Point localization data
BEGIN

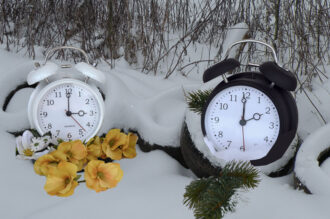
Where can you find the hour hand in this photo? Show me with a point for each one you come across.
(68, 95)
(80, 113)
(256, 116)
(242, 122)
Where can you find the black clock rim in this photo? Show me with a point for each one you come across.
(283, 101)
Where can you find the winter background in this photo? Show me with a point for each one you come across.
(148, 71)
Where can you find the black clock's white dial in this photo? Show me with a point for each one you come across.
(69, 111)
(241, 123)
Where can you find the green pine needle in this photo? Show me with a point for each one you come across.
(196, 100)
(212, 197)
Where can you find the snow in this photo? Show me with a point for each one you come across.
(153, 184)
(307, 166)
(193, 121)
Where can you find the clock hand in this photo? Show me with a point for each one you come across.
(68, 95)
(243, 147)
(255, 116)
(80, 113)
(242, 122)
(75, 120)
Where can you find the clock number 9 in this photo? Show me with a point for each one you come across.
(246, 95)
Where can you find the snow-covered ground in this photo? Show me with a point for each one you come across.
(153, 183)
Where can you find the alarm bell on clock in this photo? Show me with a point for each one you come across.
(67, 101)
(250, 115)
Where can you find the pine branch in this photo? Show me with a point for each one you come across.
(196, 100)
(212, 197)
(244, 172)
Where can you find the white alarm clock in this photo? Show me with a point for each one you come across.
(67, 102)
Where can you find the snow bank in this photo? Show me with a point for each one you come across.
(307, 167)
(193, 121)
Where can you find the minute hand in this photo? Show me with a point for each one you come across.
(255, 116)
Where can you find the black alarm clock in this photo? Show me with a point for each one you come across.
(250, 116)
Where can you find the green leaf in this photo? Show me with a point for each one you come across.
(196, 100)
(212, 197)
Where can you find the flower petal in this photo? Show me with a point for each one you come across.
(19, 145)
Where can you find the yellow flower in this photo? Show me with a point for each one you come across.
(94, 149)
(101, 176)
(61, 180)
(129, 148)
(74, 151)
(112, 144)
(47, 162)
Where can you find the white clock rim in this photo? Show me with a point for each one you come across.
(42, 91)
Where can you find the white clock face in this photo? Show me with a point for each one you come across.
(241, 123)
(69, 110)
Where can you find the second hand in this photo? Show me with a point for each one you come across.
(243, 138)
(77, 122)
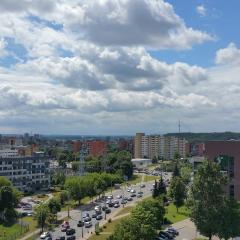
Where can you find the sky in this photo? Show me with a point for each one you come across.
(119, 66)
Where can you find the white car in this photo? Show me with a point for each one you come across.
(45, 235)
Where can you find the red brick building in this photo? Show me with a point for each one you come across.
(227, 154)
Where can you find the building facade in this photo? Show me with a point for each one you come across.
(150, 146)
(27, 173)
(227, 154)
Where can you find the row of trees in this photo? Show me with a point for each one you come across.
(47, 213)
(9, 198)
(212, 210)
(90, 185)
(143, 222)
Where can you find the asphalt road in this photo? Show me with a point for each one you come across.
(89, 208)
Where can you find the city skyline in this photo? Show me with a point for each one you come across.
(119, 67)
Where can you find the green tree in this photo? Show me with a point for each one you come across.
(206, 198)
(54, 205)
(229, 220)
(155, 192)
(161, 187)
(176, 172)
(75, 166)
(177, 191)
(41, 215)
(186, 173)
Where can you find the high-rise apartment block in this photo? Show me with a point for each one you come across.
(150, 146)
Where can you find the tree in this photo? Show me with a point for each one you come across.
(229, 221)
(143, 222)
(186, 173)
(206, 198)
(41, 214)
(74, 187)
(176, 172)
(161, 187)
(54, 205)
(177, 191)
(155, 190)
(75, 166)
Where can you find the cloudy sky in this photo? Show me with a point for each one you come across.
(119, 66)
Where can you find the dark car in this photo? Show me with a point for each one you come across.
(104, 208)
(99, 217)
(61, 238)
(108, 210)
(70, 231)
(167, 235)
(80, 224)
(71, 238)
(87, 219)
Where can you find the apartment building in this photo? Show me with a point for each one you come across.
(227, 155)
(150, 146)
(27, 173)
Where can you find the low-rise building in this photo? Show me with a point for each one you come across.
(27, 173)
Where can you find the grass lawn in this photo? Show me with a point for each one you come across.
(173, 216)
(124, 210)
(107, 230)
(14, 231)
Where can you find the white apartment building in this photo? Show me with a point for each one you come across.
(150, 146)
(27, 173)
(5, 153)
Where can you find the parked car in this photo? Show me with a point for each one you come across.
(110, 197)
(116, 205)
(168, 235)
(80, 223)
(85, 215)
(124, 201)
(70, 231)
(71, 237)
(87, 219)
(44, 235)
(60, 238)
(173, 230)
(99, 217)
(88, 224)
(108, 210)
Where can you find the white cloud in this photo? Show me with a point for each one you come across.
(228, 55)
(201, 10)
(3, 45)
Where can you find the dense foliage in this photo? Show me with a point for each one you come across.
(143, 223)
(9, 198)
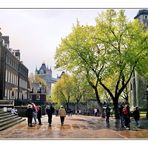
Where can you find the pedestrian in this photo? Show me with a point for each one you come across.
(39, 115)
(50, 110)
(121, 115)
(29, 114)
(95, 111)
(34, 107)
(136, 115)
(107, 113)
(126, 116)
(14, 111)
(62, 114)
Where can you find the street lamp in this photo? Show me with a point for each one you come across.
(147, 101)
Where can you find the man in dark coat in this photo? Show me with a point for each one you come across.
(107, 114)
(136, 115)
(29, 114)
(39, 115)
(49, 111)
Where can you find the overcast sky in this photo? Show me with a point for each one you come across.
(37, 32)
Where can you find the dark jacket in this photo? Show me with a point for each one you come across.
(50, 110)
(136, 115)
(29, 112)
(108, 111)
(39, 113)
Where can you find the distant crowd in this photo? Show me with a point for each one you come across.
(34, 114)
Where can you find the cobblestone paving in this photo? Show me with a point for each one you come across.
(76, 127)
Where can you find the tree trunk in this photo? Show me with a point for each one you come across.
(77, 105)
(116, 110)
(98, 100)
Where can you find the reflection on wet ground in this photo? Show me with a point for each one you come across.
(75, 127)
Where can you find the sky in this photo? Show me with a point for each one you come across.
(38, 32)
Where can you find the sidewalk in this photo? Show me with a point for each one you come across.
(76, 127)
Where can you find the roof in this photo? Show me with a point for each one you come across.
(141, 12)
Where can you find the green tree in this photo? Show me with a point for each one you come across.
(110, 51)
(62, 91)
(82, 91)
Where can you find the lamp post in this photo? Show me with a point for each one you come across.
(147, 101)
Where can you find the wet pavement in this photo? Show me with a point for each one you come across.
(75, 127)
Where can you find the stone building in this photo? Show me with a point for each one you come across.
(45, 73)
(13, 73)
(138, 84)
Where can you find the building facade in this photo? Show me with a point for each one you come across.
(45, 73)
(138, 84)
(13, 73)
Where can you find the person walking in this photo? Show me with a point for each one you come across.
(34, 107)
(39, 115)
(136, 115)
(107, 112)
(50, 110)
(126, 116)
(121, 115)
(29, 114)
(62, 114)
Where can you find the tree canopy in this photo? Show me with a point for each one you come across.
(109, 51)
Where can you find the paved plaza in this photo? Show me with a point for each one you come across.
(76, 127)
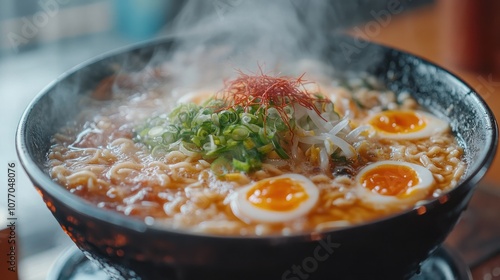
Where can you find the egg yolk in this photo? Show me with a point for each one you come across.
(398, 122)
(390, 179)
(282, 194)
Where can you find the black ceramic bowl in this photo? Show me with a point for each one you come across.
(391, 248)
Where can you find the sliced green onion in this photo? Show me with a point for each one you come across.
(221, 166)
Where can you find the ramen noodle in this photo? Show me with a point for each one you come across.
(264, 155)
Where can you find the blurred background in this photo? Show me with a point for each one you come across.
(41, 39)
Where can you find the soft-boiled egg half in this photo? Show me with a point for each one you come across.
(274, 200)
(393, 183)
(406, 124)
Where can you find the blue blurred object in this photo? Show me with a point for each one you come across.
(141, 19)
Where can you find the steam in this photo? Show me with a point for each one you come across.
(213, 38)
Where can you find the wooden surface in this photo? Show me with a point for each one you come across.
(426, 32)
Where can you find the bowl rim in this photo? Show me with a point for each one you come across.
(42, 180)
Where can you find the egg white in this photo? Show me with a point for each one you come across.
(249, 213)
(411, 196)
(433, 126)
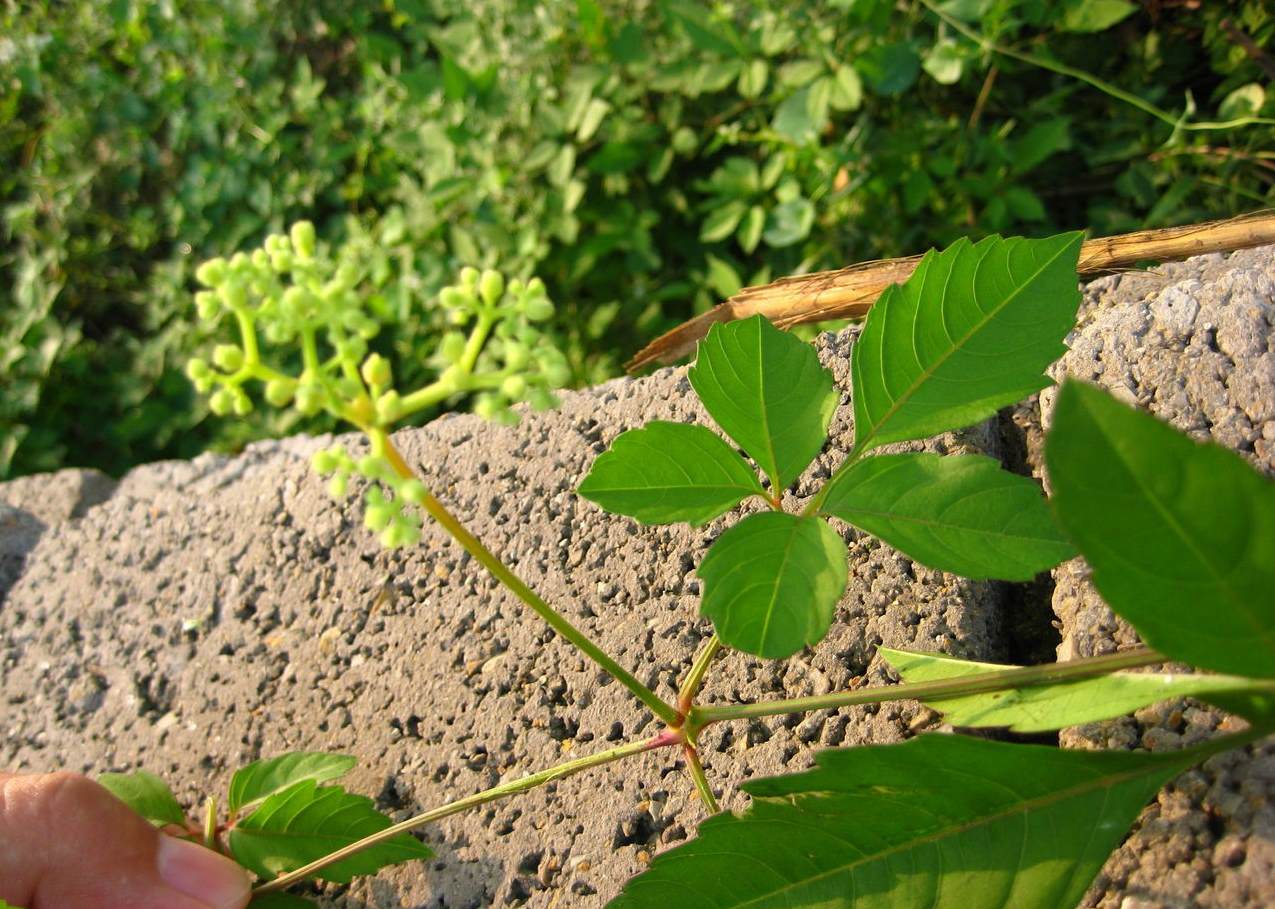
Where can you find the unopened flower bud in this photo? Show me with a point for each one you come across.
(453, 347)
(222, 402)
(228, 357)
(376, 370)
(304, 239)
(538, 309)
(491, 287)
(514, 388)
(454, 298)
(389, 407)
(212, 272)
(279, 392)
(207, 305)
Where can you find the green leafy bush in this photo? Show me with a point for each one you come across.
(643, 159)
(1165, 523)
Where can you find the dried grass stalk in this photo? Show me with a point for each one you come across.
(849, 292)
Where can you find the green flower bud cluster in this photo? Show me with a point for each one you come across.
(296, 293)
(518, 360)
(384, 514)
(295, 296)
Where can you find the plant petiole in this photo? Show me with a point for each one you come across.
(930, 691)
(501, 573)
(701, 784)
(502, 791)
(211, 822)
(695, 677)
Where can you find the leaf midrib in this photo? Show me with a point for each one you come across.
(926, 374)
(1176, 527)
(1021, 807)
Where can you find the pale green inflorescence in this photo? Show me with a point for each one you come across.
(296, 295)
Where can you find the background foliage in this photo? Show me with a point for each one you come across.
(644, 158)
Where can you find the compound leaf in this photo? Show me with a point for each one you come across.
(1181, 536)
(262, 779)
(768, 390)
(972, 330)
(307, 821)
(147, 794)
(670, 472)
(1052, 706)
(281, 900)
(940, 821)
(772, 583)
(961, 514)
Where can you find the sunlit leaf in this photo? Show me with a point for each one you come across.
(147, 794)
(972, 330)
(262, 779)
(936, 822)
(670, 472)
(768, 390)
(1181, 536)
(772, 583)
(961, 514)
(1056, 705)
(306, 822)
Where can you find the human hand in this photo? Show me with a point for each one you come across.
(66, 843)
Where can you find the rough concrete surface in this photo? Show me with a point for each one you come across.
(217, 611)
(1194, 343)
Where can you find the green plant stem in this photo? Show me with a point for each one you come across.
(1102, 86)
(931, 691)
(816, 504)
(496, 792)
(701, 782)
(501, 573)
(211, 822)
(477, 338)
(695, 677)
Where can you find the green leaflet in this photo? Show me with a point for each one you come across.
(670, 472)
(306, 822)
(768, 390)
(147, 794)
(772, 583)
(961, 514)
(972, 330)
(1052, 706)
(1181, 536)
(940, 821)
(262, 779)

END

Aim of the task: Exactly the lines from the one with "Where can you find the leaf" through the end of the entries, both included, should be written out, and no others.

Written answer:
Where can you find the leaf midrib in this photo? Show me with a point for each one you come across.
(926, 374)
(1176, 527)
(1021, 807)
Where can you find the pale green inflorescence in this photo? Show me with a point for each one you come across.
(296, 295)
Where can you find the background foliage in this photo? Show me with a point for each one you come across.
(644, 158)
Where can you find the compound leaf in this photo? Show me with a point for each one you come across.
(1181, 536)
(262, 779)
(768, 390)
(972, 330)
(307, 821)
(147, 794)
(670, 472)
(1052, 706)
(281, 900)
(940, 821)
(772, 583)
(961, 514)
Where can you find the sunlit leaf in this photo? Show me with a point for each one you come across.
(147, 794)
(972, 330)
(262, 779)
(936, 822)
(670, 472)
(768, 390)
(1181, 536)
(772, 583)
(961, 514)
(1056, 705)
(306, 822)
Where can you find the human hand in this photo? Show me with a point for each one you come across.
(66, 843)
Where can you find the rough concrete surface in this photo? Show me with a point for each one you come across.
(217, 611)
(1194, 343)
Where can you find the green plant stem in this photo? Show me with a point for each one you come across.
(1102, 86)
(931, 691)
(816, 504)
(496, 792)
(701, 782)
(501, 573)
(211, 822)
(477, 338)
(695, 677)
Where can you find the green leaflet in this photo? Show me with a point for each one you come across.
(670, 472)
(306, 822)
(768, 390)
(147, 794)
(772, 583)
(961, 514)
(972, 330)
(1052, 706)
(1181, 536)
(940, 821)
(262, 779)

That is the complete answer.